### What you are asked to do:
Extract the lines from the first line of the records below through the line containing "negative clicks: (384, 229)", inclusive, and reproduce them exactly as written.

### Given records:
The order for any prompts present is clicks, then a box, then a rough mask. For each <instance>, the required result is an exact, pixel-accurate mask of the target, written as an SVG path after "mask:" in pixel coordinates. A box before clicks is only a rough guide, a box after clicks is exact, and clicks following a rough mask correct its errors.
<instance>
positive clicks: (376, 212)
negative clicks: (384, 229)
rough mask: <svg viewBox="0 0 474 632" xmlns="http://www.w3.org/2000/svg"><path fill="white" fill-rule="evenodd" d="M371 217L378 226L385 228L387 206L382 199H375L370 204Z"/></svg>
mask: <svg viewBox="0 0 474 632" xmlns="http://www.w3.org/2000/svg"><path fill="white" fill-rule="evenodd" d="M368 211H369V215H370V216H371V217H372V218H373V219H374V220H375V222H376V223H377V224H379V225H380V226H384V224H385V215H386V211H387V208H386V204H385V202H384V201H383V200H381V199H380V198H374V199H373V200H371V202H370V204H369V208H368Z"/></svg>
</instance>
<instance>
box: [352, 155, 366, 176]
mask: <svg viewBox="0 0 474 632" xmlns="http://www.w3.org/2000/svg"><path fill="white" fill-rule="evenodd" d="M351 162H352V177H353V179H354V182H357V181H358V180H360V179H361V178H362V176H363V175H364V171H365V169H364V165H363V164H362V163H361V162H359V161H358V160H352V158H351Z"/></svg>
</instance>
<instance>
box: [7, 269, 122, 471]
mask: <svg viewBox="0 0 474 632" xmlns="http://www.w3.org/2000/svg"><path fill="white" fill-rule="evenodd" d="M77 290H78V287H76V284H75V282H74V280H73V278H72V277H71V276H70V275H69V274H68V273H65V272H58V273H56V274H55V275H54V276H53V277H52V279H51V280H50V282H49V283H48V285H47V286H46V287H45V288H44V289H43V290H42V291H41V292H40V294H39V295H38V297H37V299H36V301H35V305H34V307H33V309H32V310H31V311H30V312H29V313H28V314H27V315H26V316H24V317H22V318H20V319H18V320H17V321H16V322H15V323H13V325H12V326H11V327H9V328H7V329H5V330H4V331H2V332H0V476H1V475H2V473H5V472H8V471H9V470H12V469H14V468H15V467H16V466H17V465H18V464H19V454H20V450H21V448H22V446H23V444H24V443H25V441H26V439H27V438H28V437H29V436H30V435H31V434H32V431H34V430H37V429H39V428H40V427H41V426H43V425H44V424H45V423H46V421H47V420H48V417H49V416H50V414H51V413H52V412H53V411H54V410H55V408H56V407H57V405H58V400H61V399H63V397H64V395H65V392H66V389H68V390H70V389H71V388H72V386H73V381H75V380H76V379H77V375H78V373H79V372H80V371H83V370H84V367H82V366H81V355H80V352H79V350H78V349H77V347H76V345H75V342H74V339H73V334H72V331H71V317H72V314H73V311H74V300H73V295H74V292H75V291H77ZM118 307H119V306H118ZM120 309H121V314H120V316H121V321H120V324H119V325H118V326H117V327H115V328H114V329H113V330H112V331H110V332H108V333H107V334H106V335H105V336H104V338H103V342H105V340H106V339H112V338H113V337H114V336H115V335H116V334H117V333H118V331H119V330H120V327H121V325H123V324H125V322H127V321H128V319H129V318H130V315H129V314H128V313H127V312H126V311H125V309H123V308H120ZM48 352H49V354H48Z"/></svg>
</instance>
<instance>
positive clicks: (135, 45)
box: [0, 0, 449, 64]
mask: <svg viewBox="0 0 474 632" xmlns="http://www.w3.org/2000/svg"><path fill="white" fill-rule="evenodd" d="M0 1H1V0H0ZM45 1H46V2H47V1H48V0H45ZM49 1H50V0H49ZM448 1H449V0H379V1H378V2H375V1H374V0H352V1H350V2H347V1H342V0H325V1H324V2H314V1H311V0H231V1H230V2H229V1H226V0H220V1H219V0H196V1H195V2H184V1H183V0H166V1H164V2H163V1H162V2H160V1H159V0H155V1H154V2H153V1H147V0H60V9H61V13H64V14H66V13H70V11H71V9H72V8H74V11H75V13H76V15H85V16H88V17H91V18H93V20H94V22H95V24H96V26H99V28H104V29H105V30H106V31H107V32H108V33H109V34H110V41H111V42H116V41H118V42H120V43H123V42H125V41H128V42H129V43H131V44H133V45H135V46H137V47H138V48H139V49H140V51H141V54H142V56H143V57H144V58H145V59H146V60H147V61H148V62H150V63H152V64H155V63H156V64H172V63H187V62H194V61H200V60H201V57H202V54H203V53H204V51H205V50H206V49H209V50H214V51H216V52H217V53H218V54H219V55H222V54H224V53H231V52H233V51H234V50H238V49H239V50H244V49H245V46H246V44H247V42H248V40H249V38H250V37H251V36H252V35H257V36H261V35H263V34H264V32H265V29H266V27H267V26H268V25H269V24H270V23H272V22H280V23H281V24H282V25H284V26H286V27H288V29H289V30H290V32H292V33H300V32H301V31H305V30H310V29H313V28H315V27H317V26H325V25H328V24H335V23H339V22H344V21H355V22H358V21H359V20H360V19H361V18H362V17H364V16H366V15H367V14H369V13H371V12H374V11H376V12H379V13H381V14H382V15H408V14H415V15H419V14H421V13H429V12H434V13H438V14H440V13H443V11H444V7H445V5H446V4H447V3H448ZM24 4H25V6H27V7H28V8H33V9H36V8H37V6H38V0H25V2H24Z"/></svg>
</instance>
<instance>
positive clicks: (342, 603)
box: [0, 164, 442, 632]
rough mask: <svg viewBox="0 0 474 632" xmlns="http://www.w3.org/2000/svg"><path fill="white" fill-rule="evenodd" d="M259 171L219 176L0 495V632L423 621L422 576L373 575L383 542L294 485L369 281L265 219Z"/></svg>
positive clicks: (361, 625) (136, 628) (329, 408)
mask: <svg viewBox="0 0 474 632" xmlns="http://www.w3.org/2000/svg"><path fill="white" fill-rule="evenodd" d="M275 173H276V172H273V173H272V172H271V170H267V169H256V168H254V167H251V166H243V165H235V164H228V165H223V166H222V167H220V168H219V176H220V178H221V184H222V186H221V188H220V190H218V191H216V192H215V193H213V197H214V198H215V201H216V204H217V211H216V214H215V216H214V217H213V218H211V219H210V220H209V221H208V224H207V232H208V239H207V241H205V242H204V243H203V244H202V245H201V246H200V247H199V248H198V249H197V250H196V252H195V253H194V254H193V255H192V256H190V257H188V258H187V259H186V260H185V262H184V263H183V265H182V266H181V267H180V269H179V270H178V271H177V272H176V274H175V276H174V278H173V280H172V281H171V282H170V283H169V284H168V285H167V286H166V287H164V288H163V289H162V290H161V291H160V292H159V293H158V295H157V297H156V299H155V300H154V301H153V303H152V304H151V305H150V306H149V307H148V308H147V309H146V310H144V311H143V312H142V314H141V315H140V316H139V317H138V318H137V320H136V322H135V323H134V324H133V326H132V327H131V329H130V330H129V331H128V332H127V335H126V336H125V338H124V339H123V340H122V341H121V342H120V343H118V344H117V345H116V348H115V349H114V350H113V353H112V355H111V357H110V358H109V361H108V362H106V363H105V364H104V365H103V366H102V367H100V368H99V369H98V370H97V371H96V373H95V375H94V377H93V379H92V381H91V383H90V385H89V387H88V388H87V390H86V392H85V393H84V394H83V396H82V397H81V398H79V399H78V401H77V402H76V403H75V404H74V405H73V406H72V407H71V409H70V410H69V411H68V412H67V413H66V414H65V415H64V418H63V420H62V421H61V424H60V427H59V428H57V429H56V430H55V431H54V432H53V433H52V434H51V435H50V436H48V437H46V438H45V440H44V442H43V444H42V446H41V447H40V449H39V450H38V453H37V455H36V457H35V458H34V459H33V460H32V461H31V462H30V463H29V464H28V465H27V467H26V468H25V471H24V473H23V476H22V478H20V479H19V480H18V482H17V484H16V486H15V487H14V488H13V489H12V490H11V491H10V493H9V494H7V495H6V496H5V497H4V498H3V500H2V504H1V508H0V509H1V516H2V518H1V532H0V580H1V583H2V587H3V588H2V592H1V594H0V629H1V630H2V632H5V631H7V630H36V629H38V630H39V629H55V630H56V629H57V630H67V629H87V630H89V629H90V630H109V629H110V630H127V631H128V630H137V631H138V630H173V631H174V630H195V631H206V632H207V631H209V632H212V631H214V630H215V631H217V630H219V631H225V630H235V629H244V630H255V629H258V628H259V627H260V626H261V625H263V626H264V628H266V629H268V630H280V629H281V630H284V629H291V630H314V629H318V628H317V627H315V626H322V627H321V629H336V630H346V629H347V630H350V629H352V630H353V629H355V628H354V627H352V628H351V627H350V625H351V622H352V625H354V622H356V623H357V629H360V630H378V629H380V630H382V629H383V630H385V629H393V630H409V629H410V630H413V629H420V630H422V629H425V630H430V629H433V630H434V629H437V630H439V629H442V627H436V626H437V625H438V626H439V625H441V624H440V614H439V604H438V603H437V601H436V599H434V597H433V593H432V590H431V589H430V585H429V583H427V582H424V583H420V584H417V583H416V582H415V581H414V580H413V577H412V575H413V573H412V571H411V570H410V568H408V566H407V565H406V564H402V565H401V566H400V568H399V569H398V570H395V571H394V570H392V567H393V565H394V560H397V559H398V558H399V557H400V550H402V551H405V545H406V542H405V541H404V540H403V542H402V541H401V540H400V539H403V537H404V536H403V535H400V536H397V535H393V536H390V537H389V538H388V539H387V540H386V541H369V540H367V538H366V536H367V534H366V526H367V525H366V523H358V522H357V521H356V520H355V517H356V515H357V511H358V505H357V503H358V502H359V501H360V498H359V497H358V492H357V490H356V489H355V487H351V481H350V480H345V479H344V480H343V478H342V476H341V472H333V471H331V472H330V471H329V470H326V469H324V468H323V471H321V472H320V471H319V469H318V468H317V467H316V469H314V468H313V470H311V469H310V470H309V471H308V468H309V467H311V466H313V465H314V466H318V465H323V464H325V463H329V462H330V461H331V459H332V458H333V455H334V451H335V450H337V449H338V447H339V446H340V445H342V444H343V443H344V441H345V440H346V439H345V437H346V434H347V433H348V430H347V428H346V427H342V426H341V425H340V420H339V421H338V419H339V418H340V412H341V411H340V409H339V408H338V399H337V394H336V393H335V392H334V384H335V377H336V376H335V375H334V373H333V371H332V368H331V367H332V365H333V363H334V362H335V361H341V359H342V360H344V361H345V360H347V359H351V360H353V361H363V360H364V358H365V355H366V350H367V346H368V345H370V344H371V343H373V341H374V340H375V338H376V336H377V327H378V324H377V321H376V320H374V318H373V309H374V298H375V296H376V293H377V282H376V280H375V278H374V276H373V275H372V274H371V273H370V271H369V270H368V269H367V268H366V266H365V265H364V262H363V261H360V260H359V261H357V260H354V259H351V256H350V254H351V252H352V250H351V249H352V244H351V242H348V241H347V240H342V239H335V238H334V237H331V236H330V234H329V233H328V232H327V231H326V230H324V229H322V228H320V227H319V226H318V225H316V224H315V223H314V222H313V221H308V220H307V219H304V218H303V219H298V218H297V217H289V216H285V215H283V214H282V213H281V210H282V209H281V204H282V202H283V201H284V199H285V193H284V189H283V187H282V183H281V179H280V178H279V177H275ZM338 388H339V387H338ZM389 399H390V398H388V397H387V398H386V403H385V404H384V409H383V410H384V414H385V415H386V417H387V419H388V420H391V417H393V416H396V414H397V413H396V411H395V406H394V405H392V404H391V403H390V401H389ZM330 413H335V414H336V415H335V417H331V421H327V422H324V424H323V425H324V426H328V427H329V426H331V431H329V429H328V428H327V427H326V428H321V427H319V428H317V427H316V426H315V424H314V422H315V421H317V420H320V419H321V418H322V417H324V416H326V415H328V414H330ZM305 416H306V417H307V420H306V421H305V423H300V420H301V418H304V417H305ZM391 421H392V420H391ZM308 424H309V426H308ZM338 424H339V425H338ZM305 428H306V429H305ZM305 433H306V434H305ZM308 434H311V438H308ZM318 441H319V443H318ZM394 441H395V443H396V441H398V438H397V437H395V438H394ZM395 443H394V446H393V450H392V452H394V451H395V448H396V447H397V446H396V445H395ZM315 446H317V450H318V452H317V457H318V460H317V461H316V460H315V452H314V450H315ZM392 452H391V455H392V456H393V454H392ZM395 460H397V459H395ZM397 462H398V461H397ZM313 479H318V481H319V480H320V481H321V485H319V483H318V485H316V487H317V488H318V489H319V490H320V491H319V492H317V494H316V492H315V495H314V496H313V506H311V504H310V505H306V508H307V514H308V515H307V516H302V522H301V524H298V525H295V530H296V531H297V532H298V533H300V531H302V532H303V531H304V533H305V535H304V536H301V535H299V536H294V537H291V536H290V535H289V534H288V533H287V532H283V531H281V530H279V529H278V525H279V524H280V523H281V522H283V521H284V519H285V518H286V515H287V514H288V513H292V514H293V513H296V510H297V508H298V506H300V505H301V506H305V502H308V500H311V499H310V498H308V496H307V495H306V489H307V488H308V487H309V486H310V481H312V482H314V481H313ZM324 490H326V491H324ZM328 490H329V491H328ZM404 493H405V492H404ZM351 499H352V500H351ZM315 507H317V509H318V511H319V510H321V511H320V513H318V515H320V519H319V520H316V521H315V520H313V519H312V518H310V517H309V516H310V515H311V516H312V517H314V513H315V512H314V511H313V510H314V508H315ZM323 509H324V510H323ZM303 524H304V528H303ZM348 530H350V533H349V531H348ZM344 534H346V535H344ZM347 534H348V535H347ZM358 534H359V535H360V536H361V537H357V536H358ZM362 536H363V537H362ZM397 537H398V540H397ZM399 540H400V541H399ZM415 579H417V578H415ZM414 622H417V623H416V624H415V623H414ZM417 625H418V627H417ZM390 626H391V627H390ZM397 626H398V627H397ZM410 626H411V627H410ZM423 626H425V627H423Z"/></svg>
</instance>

### Result:
The order for any prompts present is clicks, then a box, then a rough mask. For each <instance>, the required result is an exact, pixel-accurate mask of the target, written as an SVG path after "mask:" in pixel coordinates. A box before clicks is only a rough guide, a box after clicks is exact, and clicks following a rough mask correct its errors.
<instance>
positive clicks: (376, 212)
negative clicks: (384, 229)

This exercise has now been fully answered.